Aim: Copy out every one of the lines below word for word, leaving nothing out.

Material for this exercise:
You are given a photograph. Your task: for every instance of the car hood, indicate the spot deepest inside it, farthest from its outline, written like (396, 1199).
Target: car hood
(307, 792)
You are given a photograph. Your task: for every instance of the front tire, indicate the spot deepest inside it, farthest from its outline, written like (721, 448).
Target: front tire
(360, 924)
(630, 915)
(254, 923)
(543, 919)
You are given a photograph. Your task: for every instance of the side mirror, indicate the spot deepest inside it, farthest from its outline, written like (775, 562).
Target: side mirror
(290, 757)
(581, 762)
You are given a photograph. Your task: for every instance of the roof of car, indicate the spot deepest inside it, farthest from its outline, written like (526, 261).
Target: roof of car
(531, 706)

Answer to this problem:
You are given a photograph. Your task: for every instance of the car hood, indicate the spot deepest inside it, farthest from its outline, written like (396, 1199).
Target: car hood
(307, 792)
You are given a photograph. Your task: for every instance of the front tire, indicate the spot deepest inside it, farthest from its outline, written like (721, 448).
Target: front tire
(360, 924)
(630, 915)
(254, 923)
(543, 919)
You are given a photograph. Your task: for every instance of the side mirror, indicate the spot deepest inside it, farthest from its outline, written like (775, 562).
Target: side mirror
(290, 757)
(581, 762)
You are given a photograph. Your task: for every instance of the roof of car, indicate the spot deepest inside it, farthest from its outline, written like (526, 261).
Target: roof of car
(531, 706)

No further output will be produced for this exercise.